→ TEXTO PARA LEITURA
·····
Mas o amor é exatamente o contrário: só é possível amar o que se conhece, o que se percebe, e se aceita, como verdadeiro e real. Uma das mais lindas definições é a de Ortega Y Gasset[2]: “há dentro de toda coisa a indicação de uma possível plenitude. Uma alma aberta e nobre sentirá a ambição de aperfeiçoá-la, de auxiliá-la para que alcance essa plenitude. Isto é amor – o amor da perfeição do amado”.
A perfeição já está em cada um, e, diante disso, quando amamos de fato, queremos tão-somente que o ser amado a encontre dentro de si. A perfeição do ser amado não pode ser invenção nossa!
E o amor à verdade, à realidade, às coisas como elas realmente são, é o único mecanismo que pode nos salvar do caos. Infelizmente, o rancor e o ódio estão dirigindo o mundo e, para não fugir da lógica do falseamento, estão disfarçados, mascarados.
·····
→ DADOS FORNECIDOS
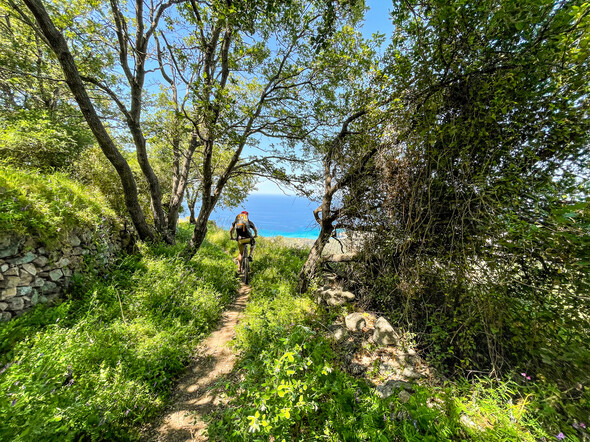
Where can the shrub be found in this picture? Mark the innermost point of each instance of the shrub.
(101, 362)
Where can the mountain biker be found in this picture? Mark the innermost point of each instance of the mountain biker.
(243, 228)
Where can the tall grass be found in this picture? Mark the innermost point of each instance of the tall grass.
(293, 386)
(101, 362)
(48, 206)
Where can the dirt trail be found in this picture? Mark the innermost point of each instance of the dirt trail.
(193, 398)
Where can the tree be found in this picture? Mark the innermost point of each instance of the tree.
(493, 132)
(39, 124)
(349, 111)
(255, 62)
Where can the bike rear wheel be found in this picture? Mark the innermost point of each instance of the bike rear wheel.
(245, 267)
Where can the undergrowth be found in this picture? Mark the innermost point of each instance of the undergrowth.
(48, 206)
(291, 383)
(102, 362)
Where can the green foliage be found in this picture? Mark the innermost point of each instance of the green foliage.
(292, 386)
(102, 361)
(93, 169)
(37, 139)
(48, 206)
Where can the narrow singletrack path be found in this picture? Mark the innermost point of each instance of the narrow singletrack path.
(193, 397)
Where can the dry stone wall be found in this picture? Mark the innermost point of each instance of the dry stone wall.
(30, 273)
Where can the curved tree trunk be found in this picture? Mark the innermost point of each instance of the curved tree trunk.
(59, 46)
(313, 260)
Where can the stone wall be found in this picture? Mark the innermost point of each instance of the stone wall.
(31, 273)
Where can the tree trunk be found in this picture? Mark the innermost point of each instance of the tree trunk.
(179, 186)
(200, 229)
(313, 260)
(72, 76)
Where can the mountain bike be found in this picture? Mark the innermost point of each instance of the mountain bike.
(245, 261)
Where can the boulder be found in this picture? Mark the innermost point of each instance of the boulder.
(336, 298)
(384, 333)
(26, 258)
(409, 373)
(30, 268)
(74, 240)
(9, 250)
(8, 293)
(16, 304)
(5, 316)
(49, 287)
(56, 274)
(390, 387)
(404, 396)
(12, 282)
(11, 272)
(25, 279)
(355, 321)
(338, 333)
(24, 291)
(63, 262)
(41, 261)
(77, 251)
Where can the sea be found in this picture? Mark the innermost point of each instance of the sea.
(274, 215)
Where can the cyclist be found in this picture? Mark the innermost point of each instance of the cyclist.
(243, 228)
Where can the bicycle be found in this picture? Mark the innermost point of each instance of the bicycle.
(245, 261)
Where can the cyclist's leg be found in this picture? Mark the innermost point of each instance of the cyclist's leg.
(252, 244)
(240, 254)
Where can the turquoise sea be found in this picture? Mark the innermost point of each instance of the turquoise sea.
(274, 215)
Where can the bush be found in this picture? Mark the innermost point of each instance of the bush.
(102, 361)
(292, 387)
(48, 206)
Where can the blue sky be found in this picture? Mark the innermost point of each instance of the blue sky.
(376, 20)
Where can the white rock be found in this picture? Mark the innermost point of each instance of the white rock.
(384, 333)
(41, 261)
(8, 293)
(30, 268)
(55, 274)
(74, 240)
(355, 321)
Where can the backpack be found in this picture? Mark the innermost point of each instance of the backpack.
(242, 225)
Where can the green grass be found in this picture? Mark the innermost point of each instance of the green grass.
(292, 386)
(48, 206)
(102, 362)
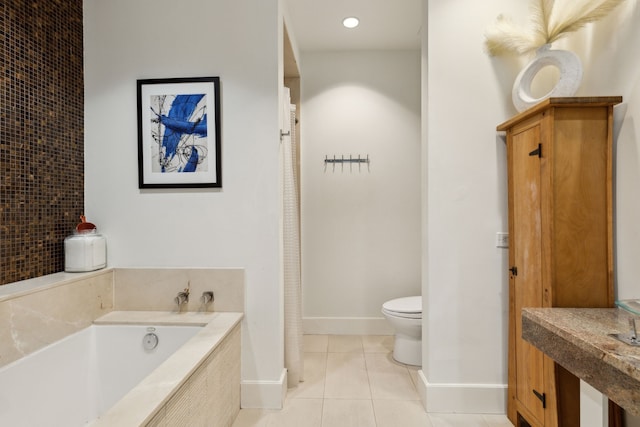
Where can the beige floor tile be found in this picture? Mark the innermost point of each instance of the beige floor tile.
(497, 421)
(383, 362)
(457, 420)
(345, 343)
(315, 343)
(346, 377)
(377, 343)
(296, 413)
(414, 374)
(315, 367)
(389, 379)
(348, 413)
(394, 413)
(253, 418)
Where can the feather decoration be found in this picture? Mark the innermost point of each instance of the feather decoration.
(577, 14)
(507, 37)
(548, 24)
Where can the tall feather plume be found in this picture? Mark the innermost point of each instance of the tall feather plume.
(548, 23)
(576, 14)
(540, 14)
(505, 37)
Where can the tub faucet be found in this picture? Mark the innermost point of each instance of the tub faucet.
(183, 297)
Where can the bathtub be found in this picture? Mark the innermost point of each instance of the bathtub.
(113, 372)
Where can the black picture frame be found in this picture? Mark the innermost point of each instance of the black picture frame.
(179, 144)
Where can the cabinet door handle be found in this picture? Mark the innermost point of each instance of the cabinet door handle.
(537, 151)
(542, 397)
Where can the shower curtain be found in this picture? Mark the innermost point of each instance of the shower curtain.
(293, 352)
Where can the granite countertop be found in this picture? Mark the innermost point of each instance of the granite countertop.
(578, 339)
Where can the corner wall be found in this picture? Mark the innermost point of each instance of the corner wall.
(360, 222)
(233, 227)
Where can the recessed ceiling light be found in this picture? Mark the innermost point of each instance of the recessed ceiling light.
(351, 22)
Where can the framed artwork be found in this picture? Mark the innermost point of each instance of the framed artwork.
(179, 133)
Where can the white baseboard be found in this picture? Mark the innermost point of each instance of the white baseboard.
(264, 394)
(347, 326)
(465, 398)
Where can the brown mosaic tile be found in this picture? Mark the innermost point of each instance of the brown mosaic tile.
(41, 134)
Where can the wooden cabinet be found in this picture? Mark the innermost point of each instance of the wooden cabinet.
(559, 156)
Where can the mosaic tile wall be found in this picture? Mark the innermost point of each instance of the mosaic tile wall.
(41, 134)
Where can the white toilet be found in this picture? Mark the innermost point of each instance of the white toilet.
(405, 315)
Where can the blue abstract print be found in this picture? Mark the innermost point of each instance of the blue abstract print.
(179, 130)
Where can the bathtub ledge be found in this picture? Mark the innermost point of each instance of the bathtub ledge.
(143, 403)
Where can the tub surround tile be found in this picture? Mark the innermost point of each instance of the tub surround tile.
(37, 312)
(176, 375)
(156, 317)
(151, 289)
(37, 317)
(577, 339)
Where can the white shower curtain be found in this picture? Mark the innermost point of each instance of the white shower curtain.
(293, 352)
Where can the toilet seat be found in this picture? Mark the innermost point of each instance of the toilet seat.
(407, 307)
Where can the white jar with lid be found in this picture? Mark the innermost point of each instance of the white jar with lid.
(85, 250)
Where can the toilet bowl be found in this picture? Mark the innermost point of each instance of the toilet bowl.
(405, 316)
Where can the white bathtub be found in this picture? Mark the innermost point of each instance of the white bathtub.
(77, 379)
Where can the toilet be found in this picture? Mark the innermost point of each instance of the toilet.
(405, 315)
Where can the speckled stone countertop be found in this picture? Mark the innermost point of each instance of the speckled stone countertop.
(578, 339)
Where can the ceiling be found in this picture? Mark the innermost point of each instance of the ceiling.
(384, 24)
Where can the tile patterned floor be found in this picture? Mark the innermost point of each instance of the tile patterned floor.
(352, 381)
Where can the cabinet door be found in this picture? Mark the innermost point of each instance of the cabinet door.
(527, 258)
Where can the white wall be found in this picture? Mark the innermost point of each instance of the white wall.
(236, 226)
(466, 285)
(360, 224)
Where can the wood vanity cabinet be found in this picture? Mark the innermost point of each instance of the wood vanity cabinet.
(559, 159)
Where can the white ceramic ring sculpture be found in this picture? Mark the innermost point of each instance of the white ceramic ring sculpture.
·····
→ TAREFAS ESCRITAS
1. Edite o texto sobre o amor a partir de "E o amor à verdade, à" e seguindo até "estão disfarçados, mascarados.", substituindo "rancor" por "ressentimento".
2. Diga se cada afirmação a seguir está de acordo com o texto sobre o amor, respondendo sim ou não e citando as palavras exatas do texto que decidem a resposta.
(a) Só é possível amar aquilo que se conhece.
(b) A perfeição do ser amado é criada por quem ama.
(c) O rancor e o ódio agem abertamente no mundo, sem disfarce.

→ RESPOSTAS ABAIXO
1.
E o amor à verdade, à realidade, às coisas como elas realmente são, é o único mecanismo que pode nos salvar do caos. Infelizmente, o ressentimento e o ódio estão dirigindo o mundo e, para não fugir da lógica do falseamento, estão disfarçados, mascarados.

2.
(a) Sim: "só é possível amar o que se conhece".
(b) Não: "A perfeição do ser amado não pode ser invenção nossa!"
(c) Não: "estão disfarçados, mascarados".